■ **PROBLEM STATEMENT**
Nothing in the data may be altered; the answer is a verbatim copy of it.

TASK MATERIAL: Begin

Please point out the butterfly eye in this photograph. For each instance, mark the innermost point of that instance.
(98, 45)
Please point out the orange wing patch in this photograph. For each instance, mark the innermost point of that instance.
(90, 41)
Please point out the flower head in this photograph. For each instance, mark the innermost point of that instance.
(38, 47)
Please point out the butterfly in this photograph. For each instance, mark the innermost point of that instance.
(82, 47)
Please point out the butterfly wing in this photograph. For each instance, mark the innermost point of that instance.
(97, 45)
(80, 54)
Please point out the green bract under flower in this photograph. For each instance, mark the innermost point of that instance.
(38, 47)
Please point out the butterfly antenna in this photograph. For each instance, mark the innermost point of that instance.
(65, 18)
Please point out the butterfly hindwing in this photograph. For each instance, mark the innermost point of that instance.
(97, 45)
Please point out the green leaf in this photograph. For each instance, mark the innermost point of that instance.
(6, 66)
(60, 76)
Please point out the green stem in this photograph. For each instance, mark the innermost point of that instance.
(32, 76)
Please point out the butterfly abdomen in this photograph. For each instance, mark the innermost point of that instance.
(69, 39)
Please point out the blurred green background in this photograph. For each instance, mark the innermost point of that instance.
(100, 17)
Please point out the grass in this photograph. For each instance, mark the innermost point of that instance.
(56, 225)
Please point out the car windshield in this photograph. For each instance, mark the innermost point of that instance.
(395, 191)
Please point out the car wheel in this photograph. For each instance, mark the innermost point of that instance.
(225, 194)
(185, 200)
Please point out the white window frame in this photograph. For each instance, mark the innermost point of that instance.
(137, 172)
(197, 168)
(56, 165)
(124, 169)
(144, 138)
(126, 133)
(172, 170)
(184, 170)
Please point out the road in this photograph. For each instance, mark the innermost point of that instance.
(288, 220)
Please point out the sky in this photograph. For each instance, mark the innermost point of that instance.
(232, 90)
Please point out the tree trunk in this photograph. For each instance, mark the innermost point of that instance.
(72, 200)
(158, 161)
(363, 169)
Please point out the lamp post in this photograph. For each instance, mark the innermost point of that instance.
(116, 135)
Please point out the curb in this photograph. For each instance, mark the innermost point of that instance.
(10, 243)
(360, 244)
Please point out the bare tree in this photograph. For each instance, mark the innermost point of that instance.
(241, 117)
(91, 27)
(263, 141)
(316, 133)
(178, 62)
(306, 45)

TASK MATERIAL: End

■ **SOLUTION TO THE EXERCISE**
Please point out the butterfly eye in this photograph. For each instance, mark the innermost point of that instance.
(98, 45)
Please point out the orange wing patch in this photograph. For each instance, mark the innermost point of that instance.
(90, 41)
Please point out the flower head in this photograph. For each instance, mark the innermost point of that instance.
(38, 47)
Please point out the butterfly in this photograph. For each instance, mark the innermost point of that instance.
(82, 47)
Please point out the butterfly wing in this photograph. For each instance, mark the innermost point of that instance.
(97, 45)
(80, 54)
Please point out the green bract under flower in this photograph. For each instance, mark the innermost point of that instance.
(38, 47)
Please point out the butterfly antenna in this photograph. For each instance, mark the innermost point of that instance.
(65, 18)
Please point out the butterfly hindwing in this photograph. For each instance, mark the innermost point of that instance.
(97, 45)
Please point out the green leaf in this photograph. For each instance, mark the innermost point of that instance.
(6, 66)
(60, 76)
Please point out the green stem in this photograph. For each instance, mark the innermost point of that instance.
(32, 76)
Please point out the butterfly abdomen in this photograph. For each instance, mark the innermost point of that instance.
(69, 39)
Please point out the blurred green background in this photograph. For each instance, mark the innermost point of that instance.
(100, 17)
Please point out the grass in this photograph. For each instance, mark the innermost point of that instance.
(56, 225)
Please point out the car windshield in this photograph. For each instance, mark the innermost point of that instance.
(395, 191)
Please point out the car wheel in this photograph. For each instance, mark the innermost point of that instance.
(225, 194)
(185, 200)
Please point out the white window frame in this photograph. For each instance, mark the innermost point of that instance.
(137, 172)
(197, 168)
(56, 165)
(124, 169)
(144, 138)
(126, 133)
(172, 170)
(184, 170)
Please point out the road in this photograph. For each instance, mark the innermost point of that instance.
(288, 220)
Please point out the sky in this photograph. For each instance, mark the innermost point of that instance.
(232, 90)
Please point out the tree trunk in this photograph. For each instance, mark the innermost point of that instance.
(72, 200)
(158, 161)
(363, 169)
Please point out the lamp post in this photograph. For each instance, mark the innermost point of that instance.
(116, 135)
Please point out the curb in this photograph. For each instance, mark the innermost point of that instance.
(10, 243)
(360, 244)
Please point out the bare tree in this photograph. For each instance, mark the innermost point of that instance.
(241, 117)
(91, 27)
(263, 141)
(316, 133)
(178, 62)
(306, 45)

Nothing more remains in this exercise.